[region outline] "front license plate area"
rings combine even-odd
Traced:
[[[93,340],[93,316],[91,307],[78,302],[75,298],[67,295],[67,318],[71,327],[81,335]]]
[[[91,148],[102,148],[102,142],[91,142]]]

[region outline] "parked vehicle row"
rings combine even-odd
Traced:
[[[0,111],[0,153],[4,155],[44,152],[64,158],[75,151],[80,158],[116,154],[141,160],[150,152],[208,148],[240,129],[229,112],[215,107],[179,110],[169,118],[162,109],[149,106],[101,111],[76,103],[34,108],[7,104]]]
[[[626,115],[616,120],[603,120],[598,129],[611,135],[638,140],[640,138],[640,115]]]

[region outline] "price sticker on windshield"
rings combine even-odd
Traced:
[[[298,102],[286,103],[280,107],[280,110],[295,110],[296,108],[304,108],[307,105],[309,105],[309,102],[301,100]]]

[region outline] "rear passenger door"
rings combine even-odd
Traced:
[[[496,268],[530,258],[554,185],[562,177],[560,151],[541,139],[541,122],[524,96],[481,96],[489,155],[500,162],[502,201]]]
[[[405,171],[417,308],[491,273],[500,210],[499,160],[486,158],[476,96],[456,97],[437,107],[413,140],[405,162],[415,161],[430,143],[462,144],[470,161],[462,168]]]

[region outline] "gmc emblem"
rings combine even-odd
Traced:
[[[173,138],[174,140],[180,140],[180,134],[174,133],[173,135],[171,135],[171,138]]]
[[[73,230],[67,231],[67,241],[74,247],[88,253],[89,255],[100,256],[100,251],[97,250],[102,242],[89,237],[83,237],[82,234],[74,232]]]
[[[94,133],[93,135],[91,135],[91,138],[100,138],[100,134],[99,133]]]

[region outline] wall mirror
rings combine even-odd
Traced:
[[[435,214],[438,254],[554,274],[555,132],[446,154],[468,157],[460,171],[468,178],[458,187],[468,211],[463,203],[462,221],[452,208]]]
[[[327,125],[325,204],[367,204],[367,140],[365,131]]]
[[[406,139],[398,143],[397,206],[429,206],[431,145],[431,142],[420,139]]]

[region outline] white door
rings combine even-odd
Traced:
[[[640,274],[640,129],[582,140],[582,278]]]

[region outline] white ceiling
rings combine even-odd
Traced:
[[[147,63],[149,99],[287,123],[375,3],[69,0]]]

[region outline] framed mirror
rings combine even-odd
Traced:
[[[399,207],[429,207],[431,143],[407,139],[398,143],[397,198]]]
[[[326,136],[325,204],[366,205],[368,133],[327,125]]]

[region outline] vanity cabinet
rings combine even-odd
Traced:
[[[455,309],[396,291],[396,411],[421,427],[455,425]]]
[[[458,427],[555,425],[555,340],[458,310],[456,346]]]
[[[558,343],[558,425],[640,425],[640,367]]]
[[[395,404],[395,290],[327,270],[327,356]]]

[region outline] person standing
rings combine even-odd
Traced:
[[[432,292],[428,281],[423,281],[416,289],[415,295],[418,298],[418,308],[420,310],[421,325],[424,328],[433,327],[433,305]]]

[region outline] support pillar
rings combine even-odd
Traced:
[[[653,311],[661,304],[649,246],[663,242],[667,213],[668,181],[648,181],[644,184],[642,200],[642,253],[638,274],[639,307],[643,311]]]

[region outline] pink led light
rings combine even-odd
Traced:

= = = =

_ASSIGNMENT:_
The records above must be retyped in full, exactly.

_ANSWER FOR THE TASK:_
[region outline] "front license plate area"
rings combine even-odd
Traced:
[[[93,340],[93,316],[91,307],[78,302],[75,298],[67,295],[67,318],[71,327],[81,335]]]
[[[91,148],[102,148],[102,142],[91,142]]]

[region outline] "parked vehicle row"
rings combine even-odd
Traced:
[[[0,111],[0,153],[4,155],[44,152],[64,158],[75,151],[80,158],[116,154],[141,160],[150,152],[208,148],[240,129],[229,112],[215,107],[179,110],[169,118],[162,109],[149,106],[101,111],[76,103],[34,108],[7,104]]]
[[[626,115],[616,120],[603,120],[598,129],[611,135],[638,140],[640,138],[640,115]]]

[region outline] "price sticker on windshield"
rings combine even-odd
Traced:
[[[298,102],[286,103],[280,107],[280,110],[295,110],[296,108],[304,108],[307,105],[309,105],[309,102],[301,100]]]

[region outline] "rear passenger door"
rings combine even-odd
Traced:
[[[496,268],[530,258],[554,185],[562,177],[560,151],[541,139],[541,122],[524,96],[481,96],[489,155],[500,162],[502,201]]]
[[[405,171],[417,308],[491,273],[500,210],[499,160],[486,158],[476,96],[456,97],[437,107],[413,140],[405,162],[415,161],[430,143],[462,144],[470,161],[462,168]]]

[region outline] "gmc emblem"
rings combine even-odd
Traced:
[[[173,138],[174,140],[180,140],[180,134],[174,133],[173,135],[171,135],[171,138]]]
[[[73,230],[67,231],[67,241],[74,247],[88,253],[89,255],[100,256],[100,251],[97,250],[102,242],[89,237],[83,237],[82,234],[74,232]]]
[[[94,133],[93,135],[91,135],[91,138],[100,138],[100,134],[99,133]]]

[region outline] wall mirror
rings combine even-odd
Traced:
[[[435,214],[438,254],[554,274],[555,132],[446,154],[468,157],[460,171],[468,178],[458,187],[468,211],[463,203],[462,221],[452,208]]]
[[[327,125],[325,204],[367,204],[367,140],[365,131]]]
[[[406,139],[398,143],[397,206],[429,206],[431,145],[431,142],[420,139]]]

[region outline] white door
rings combine even-odd
Traced:
[[[640,274],[640,129],[582,140],[582,278]]]

[region outline] white ceiling
rings combine even-odd
Traced:
[[[147,63],[149,99],[287,123],[375,3],[69,0]]]

[region outline] framed mirror
rings combine even-odd
Traced:
[[[399,207],[429,207],[431,143],[407,139],[398,143],[397,198]]]
[[[326,136],[325,204],[366,205],[368,133],[327,125]]]

[region outline] vanity cabinet
rings combine even-odd
Traced:
[[[455,309],[396,291],[396,411],[421,427],[455,425]]]
[[[458,427],[555,425],[555,340],[458,310],[456,346]]]
[[[558,343],[558,425],[640,425],[640,367]]]
[[[395,404],[395,290],[327,270],[327,356]]]

[region outline] person standing
rings combine even-odd
Traced:
[[[432,292],[428,281],[423,281],[416,289],[415,295],[418,298],[418,308],[420,310],[421,325],[424,328],[433,327],[433,305]]]

[region outline] support pillar
rings combine even-odd
Traced:
[[[653,311],[661,304],[649,246],[663,242],[667,213],[668,181],[648,181],[644,184],[642,200],[642,253],[638,274],[639,307],[643,311]]]

[region outline] pink led light
rings combine even-odd
Traced:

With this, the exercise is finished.